Render every line of the items below as a Markdown table with the columns "Row" and "Line", numbering the rows and skipping blank lines. Omit the pictures.

[Data taken from a collection]
********************

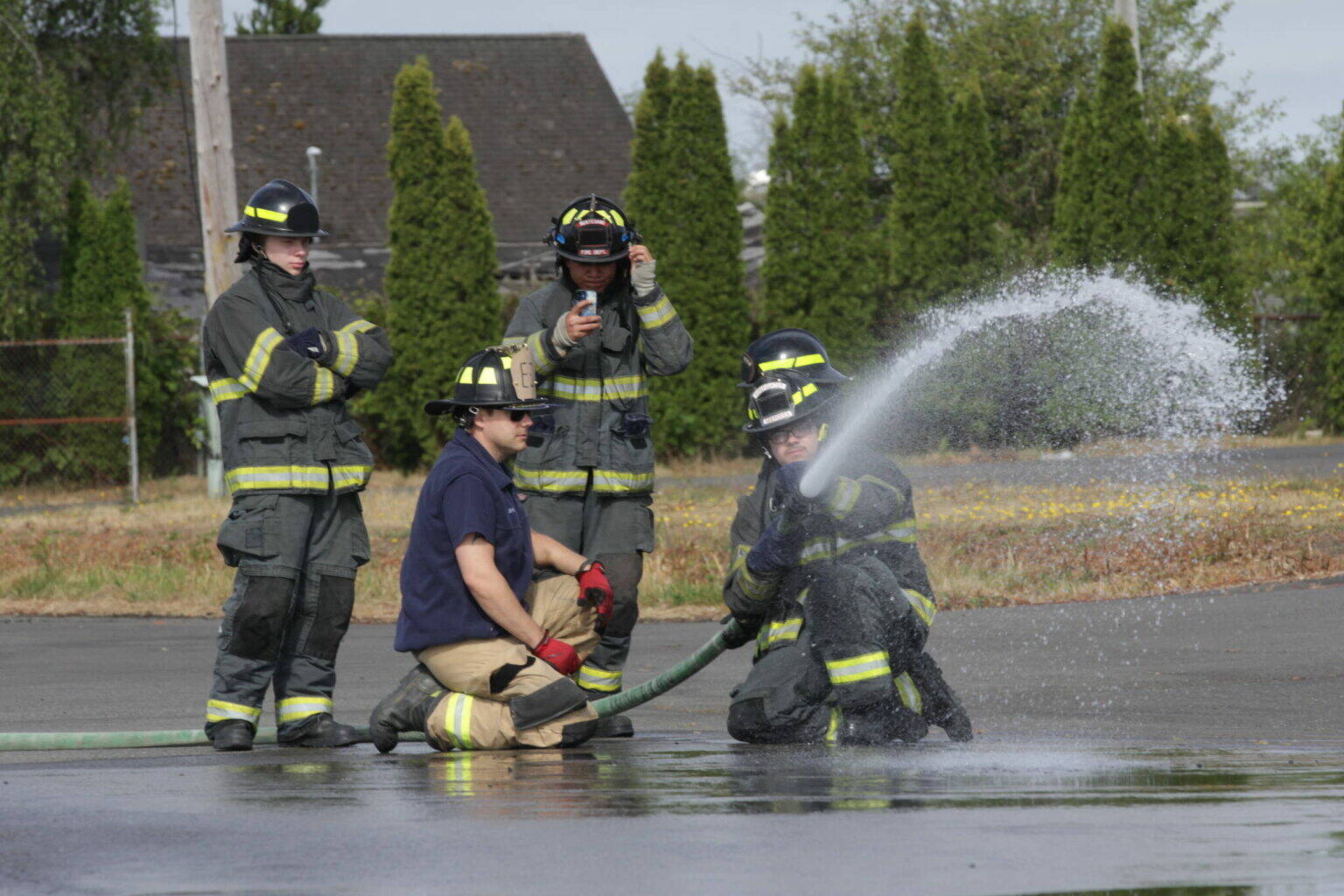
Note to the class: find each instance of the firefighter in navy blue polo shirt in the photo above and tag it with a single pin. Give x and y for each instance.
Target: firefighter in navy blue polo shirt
(496, 652)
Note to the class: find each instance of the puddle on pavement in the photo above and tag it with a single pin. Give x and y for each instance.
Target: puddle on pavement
(641, 780)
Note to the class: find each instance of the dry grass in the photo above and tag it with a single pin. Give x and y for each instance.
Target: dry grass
(985, 547)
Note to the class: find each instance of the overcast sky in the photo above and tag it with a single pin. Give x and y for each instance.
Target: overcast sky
(1292, 50)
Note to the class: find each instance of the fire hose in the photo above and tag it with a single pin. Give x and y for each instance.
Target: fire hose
(642, 693)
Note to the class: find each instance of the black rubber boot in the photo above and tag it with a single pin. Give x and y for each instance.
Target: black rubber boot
(882, 723)
(406, 708)
(323, 731)
(614, 727)
(941, 705)
(233, 737)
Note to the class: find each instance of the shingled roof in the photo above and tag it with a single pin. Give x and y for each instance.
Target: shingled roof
(544, 122)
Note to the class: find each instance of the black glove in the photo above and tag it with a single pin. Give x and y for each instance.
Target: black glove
(777, 550)
(745, 630)
(311, 344)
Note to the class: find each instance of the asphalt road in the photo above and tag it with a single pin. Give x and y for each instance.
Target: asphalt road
(1184, 742)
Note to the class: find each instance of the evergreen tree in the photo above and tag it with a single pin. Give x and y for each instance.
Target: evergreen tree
(819, 268)
(920, 228)
(651, 180)
(441, 296)
(1120, 155)
(1190, 248)
(975, 205)
(1326, 283)
(1070, 235)
(695, 233)
(281, 17)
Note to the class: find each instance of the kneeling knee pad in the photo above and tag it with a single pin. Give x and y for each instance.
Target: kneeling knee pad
(258, 625)
(577, 732)
(546, 704)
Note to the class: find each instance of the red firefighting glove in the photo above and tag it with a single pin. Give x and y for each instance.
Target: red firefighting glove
(596, 592)
(556, 653)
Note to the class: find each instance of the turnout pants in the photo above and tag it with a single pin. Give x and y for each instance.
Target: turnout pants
(847, 645)
(616, 531)
(290, 605)
(501, 696)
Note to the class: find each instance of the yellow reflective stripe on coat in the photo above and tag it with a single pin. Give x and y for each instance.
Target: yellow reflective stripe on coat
(324, 386)
(925, 607)
(656, 315)
(347, 352)
(458, 719)
(586, 389)
(298, 708)
(226, 389)
(222, 710)
(843, 497)
(909, 692)
(820, 549)
(347, 476)
(258, 359)
(865, 665)
(785, 363)
(265, 214)
(594, 679)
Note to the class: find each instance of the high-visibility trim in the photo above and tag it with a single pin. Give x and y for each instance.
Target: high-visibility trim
(564, 481)
(820, 549)
(574, 388)
(604, 680)
(347, 352)
(787, 363)
(909, 692)
(862, 668)
(784, 630)
(656, 315)
(458, 719)
(298, 708)
(258, 359)
(265, 214)
(222, 710)
(843, 499)
(925, 607)
(324, 386)
(350, 476)
(226, 389)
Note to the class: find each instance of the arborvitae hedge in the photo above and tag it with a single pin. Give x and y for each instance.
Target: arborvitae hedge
(820, 270)
(1070, 235)
(1120, 156)
(976, 207)
(684, 202)
(920, 228)
(440, 286)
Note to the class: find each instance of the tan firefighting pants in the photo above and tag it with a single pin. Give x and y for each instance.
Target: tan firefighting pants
(473, 717)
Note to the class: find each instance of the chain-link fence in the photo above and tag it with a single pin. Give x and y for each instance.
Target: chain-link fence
(67, 413)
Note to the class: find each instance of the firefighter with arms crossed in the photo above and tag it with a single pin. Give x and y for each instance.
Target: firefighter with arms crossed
(597, 332)
(283, 359)
(831, 587)
(495, 650)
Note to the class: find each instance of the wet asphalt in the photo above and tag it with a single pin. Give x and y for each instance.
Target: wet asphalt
(1181, 745)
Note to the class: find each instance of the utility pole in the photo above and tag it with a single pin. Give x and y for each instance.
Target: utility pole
(1126, 11)
(215, 173)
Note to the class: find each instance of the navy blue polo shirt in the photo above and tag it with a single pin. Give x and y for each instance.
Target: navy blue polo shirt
(468, 491)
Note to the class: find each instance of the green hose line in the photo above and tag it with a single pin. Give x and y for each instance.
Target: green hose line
(197, 738)
(672, 677)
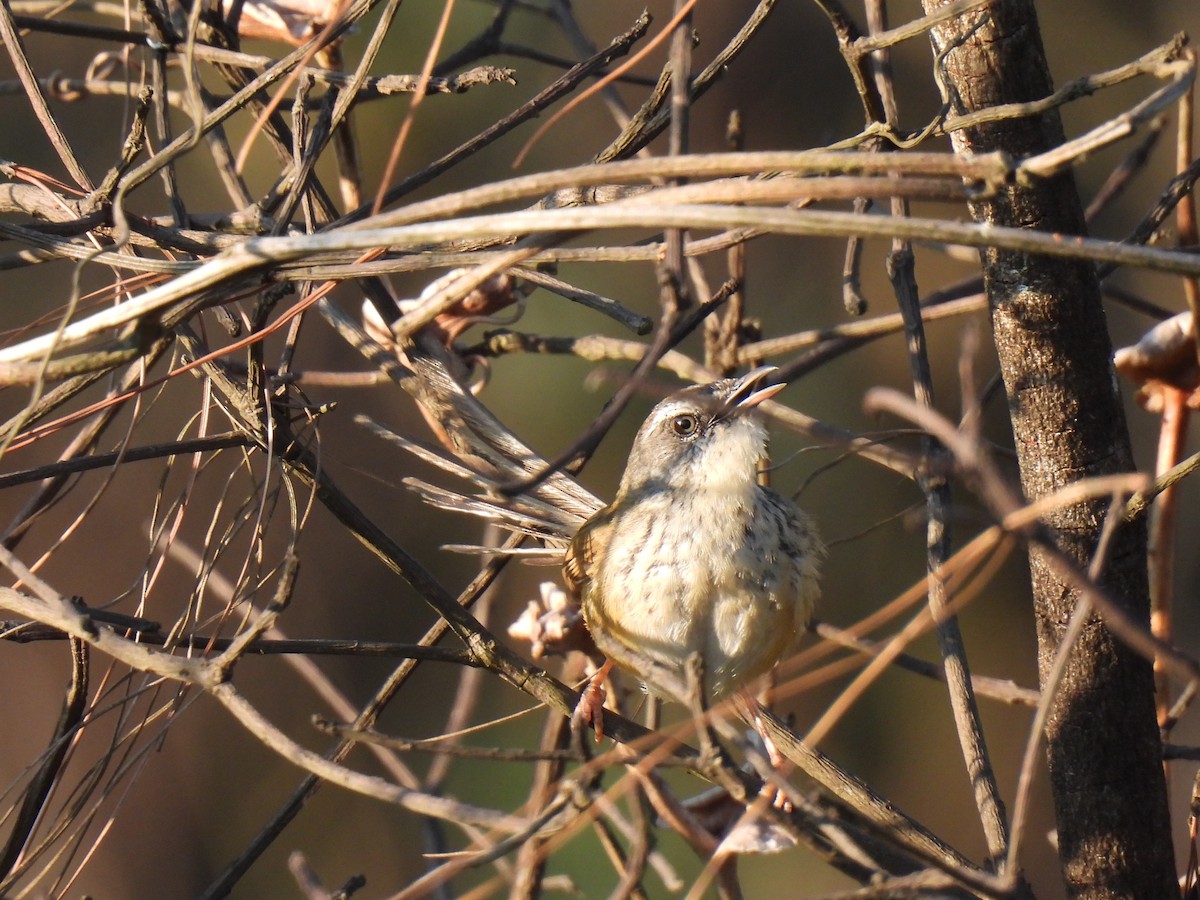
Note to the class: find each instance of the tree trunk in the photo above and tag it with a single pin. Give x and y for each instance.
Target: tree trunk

********************

## Response
| Row | Line |
|---|---|
| 1 | Note to the class: find each instance of the firefighter in navy blue polo shirt in the photo above and tag it with a single pin. Give x and y for each instance. |
| 2 | Target: firefighter in navy blue polo shirt |
| 3 | (496, 652) |
| 4 | Note to the class: find each instance of the puddle on pavement in the photo above and tag it with a single pin. Give x and y for each instance. |
| 5 | Target: puddle on pavement |
| 6 | (641, 780) |
| 7 | Note to the class: find each instance of the dry grass in the photo above and tag it with a single pin. Give x and y for each instance. |
| 8 | Target: dry grass |
| 9 | (985, 547) |
| 10 | Note to the class: find each instance of the overcast sky in the photo above and tag it with a single pin. Give x and y for each instance. |
| 11 | Target: overcast sky |
| 12 | (1292, 50) |
| 13 | Note to the class: find each instance of the fire hose in the photo above and tag it with a single pin. Give x and y for each instance. |
| 14 | Target: fire hose |
| 15 | (642, 693) |
| 16 | Note to the class: find each instance of the black rubber boot in the photo above and tag it with a single pin. Give x and y for each instance. |
| 17 | Target: black rubber boot |
| 18 | (882, 723) |
| 19 | (406, 708) |
| 20 | (323, 731) |
| 21 | (614, 727) |
| 22 | (941, 705) |
| 23 | (233, 737) |
| 24 | Note to the class: find each instance of the shingled roof in the photo above and tag it with a single pin. Give x and y for each instance. |
| 25 | Target: shingled roof |
| 26 | (544, 122) |
| 27 | Note to the class: find each instance of the black glove in the photo above and tag it with a single pin. Give x and y for each instance. |
| 28 | Target: black glove |
| 29 | (777, 550) |
| 30 | (745, 630) |
| 31 | (311, 344) |
| 32 | Note to the class: find each instance of the asphalt road in the photo above and tag it with a single pin. Give x and y for each instance. |
| 33 | Target: asphalt road |
| 34 | (1184, 742) |
| 35 | Note to the class: find each instance of the evergreen tree in the photo above and tag it with a single pin. Give x and y for each instance. |
| 36 | Target: evergreen tree |
| 37 | (819, 268) |
| 38 | (920, 228) |
| 39 | (651, 180) |
| 40 | (441, 296) |
| 41 | (1120, 155) |
| 42 | (1190, 248) |
| 43 | (975, 205) |
| 44 | (1326, 283) |
| 45 | (1070, 235) |
| 46 | (695, 233) |
| 47 | (281, 17) |
| 48 | Note to the class: find each instance of the kneeling knee pad in the photo above and tag it with a single pin. Give x and y for each instance. |
| 49 | Target: kneeling knee pad |
| 50 | (258, 625) |
| 51 | (577, 732) |
| 52 | (546, 704) |
| 53 | Note to the class: find each instance of the red firefighting glove in the photo above and tag it with a single pin. Give x and y for each instance. |
| 54 | Target: red firefighting glove |
| 55 | (596, 592) |
| 56 | (556, 653) |
| 57 | Note to the class: find each instance of the turnout pants in the photo above and tag it with a single pin. Give x and y for each instance. |
| 58 | Target: turnout pants |
| 59 | (847, 645) |
| 60 | (616, 531) |
| 61 | (290, 605) |
| 62 | (501, 696) |
| 63 | Note to the class: find each instance of the yellow reflective stripe on coat in the photo above and tag it with a single pin. Give x and y for each instance. |
| 64 | Target: yellow reflective stripe on coat |
| 65 | (324, 386) |
| 66 | (925, 607) |
| 67 | (656, 315) |
| 68 | (347, 352) |
| 69 | (458, 719) |
| 70 | (586, 389) |
| 71 | (298, 708) |
| 72 | (226, 389) |
| 73 | (222, 710) |
| 74 | (843, 497) |
| 75 | (909, 692) |
| 76 | (820, 549) |
| 77 | (347, 476) |
| 78 | (258, 359) |
| 79 | (865, 665) |
| 80 | (785, 363) |
| 81 | (265, 214) |
| 82 | (594, 679) |
| 83 | Note to the class: find each instance of the high-visibility trim in the photo above and tag it with a single pin. Give x and y for each instance. |
| 84 | Target: high-visibility trim |
| 85 | (564, 481) |
| 86 | (820, 549) |
| 87 | (574, 388) |
| 88 | (604, 680) |
| 89 | (347, 352) |
| 90 | (787, 363) |
| 91 | (909, 692) |
| 92 | (862, 668) |
| 93 | (784, 630) |
| 94 | (656, 315) |
| 95 | (458, 719) |
| 96 | (298, 708) |
| 97 | (258, 359) |
| 98 | (265, 214) |
| 99 | (222, 710) |
| 100 | (843, 499) |
| 101 | (925, 607) |
| 102 | (324, 386) |
| 103 | (350, 476) |
| 104 | (226, 389) |
| 105 | Note to the class: find each instance of the arborvitae hedge in the photo above and tag it with a single pin. Give x and y for each instance. |
| 106 | Target: arborvitae hedge |
| 107 | (820, 270) |
| 108 | (1070, 235) |
| 109 | (1120, 156) |
| 110 | (976, 207) |
| 111 | (684, 202) |
| 112 | (920, 228) |
| 113 | (440, 286) |
| 114 | Note to the class: find each instance of the tan firefighting pants in the photo above and tag it with a single pin. Give x and y for each instance. |
| 115 | Target: tan firefighting pants |
| 116 | (473, 717) |
| 117 | Note to the class: find each instance of the chain-link fence in the photo above and tag it with a single pin. Give x and y for each instance. |
| 118 | Target: chain-link fence |
| 119 | (67, 413) |
| 120 | Note to the class: find each instance of the firefighter with arms crossed in the photo above and tag it with a single pin. Give x and y for each instance. |
| 121 | Target: firefighter with arms crossed |
| 122 | (597, 332) |
| 123 | (283, 359) |
| 124 | (831, 587) |
| 125 | (495, 650) |
| 126 | Note to the class: find each instance of the wet asphalt in the photo above and tag it with a single pin. Give x and y for each instance. |
| 127 | Target: wet asphalt |
| 128 | (1181, 745) |
| 129 | Note to the class: find each instance of the utility pole in the photo above and tag it with a single pin. Give x and y for each instance. |
| 130 | Target: utility pole |
| 131 | (1126, 11) |
| 132 | (215, 173) |
| 133 | Note to the class: find each instance of the navy blue polo shirt in the photo above and tag it with a single pin. Give x and y for each instance. |
| 134 | Target: navy blue polo shirt |
| 135 | (468, 491) |
| 136 | Note to the class: find each instance of the green hose line in the photo above and tag it with a single pin. Give x and y for each instance. |
| 137 | Target: green hose line |
| 138 | (197, 738) |
| 139 | (672, 677) |
| 140 | Note to the class: find each instance of the tree trunk in the photo above and tag it with a single pin. Give x and y for each instance. |
| 141 | Target: tree trunk |